● **Consigna a**
Reescribe el tramo del texto sobre las elecciones legislativas que va de "Agustina Kupsch" a "ofrecer horizontes claros.", poniendo "sábado" en lugar de "domingo".

───── Fragmento del texto

Agustina Kupsch
Las elecciones legislativas de este domingo ponen en juego algo mucho más grande que la definición de una mayoría parlamentaria: nos muestran el pulso afectivo de una sociedad agotada.
Las encuestas repiten un dato que debería preocuparnos más que cualquier proyección en las bancas: la baja intención de voto, que ronda el 60% mientras crece el ausentismo proyectado, sobre todo en sectores jóvenes y trabajadores. La campaña oficial insiste con el ajuste como sacrificio necesario, mientras la oposición intenta capitalizar el descontento sin ofrecer horizontes claros.
Hablar de apatía política es la lectura más fácil, pero existe algo más profundo en el clima social de esta época: hay fatiga emocional y una sensación extendida de que el voto ya no alcanza para torcer la inercia del daño. En un contexto donde la economía se vuelve invivible, los lazos sociales se precarizan y el futuro se organiza alrededor del miedo. La democracia se convirtió en un gesto sin deseo. Y cuando el deseo se apaga, los mentirosos ganan con relatos que calman. En tiempos de desamparo, la mentira, más que persuadir, busca abrazarnos en un intento de abrigar el estado de intemperie en que nos dejó el cuestionamiento crítico.
Desde la antropología sabemos que los vínculos políticos no se sostienen por la evidencia, sino por la emoción. Como decía Clifford Geertz, los seres humanos vivimos atrapados en las tramas de significado que nosotros mismos tejemos, y esas tramas se rompieron: el poder se vuelve una tecnología afectiva. Quien consigue organizar el miedo y convertir la frustración en sentido común, impone su verdad aunque los datos lo contradigan, porque, si hay algo que queda en claro con la exacerbación de las redes sociales, es que la verdad puede fallar, pero el relato que abriga nunca pierde eficacia.
En los últimos meses vimos cómo la narrativa del “ajuste moral” se convirtió en un eje de campaña. Desde los recortes al Garrahan y las pensiones por discapacidad, hasta la parálisis de las becas científicas o la reducción de presupuestos universitarios, cada ataque a lo público se presentó como un gesto de responsabilidad individual.

──────────
───── Los datos

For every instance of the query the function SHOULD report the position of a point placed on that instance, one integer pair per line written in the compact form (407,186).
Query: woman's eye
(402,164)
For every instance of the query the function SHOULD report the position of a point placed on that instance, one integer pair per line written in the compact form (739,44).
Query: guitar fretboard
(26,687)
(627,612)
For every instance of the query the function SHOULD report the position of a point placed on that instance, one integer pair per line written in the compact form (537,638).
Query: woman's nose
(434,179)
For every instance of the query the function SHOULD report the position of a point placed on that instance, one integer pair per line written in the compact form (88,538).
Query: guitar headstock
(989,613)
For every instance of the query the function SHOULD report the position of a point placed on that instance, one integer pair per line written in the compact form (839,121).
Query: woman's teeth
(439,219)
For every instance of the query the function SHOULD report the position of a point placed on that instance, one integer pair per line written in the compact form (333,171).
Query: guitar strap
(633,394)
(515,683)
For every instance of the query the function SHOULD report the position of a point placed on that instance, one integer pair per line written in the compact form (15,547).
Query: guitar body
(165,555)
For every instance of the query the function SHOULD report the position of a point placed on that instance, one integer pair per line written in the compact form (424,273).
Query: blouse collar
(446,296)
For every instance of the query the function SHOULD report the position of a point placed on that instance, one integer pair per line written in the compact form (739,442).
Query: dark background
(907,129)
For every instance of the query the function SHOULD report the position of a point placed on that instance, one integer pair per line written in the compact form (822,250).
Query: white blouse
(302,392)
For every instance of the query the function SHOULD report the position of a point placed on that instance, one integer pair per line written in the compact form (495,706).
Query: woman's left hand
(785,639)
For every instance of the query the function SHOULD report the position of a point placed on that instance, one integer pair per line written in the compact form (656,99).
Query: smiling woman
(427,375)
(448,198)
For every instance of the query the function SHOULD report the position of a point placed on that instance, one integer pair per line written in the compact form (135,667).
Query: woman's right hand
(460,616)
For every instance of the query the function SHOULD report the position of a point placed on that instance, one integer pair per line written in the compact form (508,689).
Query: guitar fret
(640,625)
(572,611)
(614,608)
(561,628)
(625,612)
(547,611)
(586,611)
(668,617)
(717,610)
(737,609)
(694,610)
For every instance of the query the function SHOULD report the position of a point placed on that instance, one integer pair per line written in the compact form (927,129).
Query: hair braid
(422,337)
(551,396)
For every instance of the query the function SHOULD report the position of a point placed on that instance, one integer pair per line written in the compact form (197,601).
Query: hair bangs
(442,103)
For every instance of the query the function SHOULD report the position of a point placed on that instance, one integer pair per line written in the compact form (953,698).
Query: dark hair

──────────

● **Consigna b**
¿En cuántas líneas de los registros aparece la palabra "woman", contando las mayúsculas y minúsculas como distintas? Responde solo con el número.

● **Respuesta correcta a**
Agustina Kupsch
Las elecciones legislativas de este sábado ponen en juego algo mucho más grande que la definición de una mayoría parlamentaria: nos muestran el pulso afectivo de una sociedad agotada.
Las encuestas repiten un dato que debería preocuparnos más que cualquier proyección en las bancas: la baja intención de voto, que ronda el 60% mientras crece el ausentismo proyectado, sobre todo en sectores jóvenes y trabajadores. La campaña oficial insiste con el ajuste como sacrificio necesario, mientras la oposición intenta capitalizar el descontento sin ofrecer horizontes claros.

● **Respuesta correcta b**
6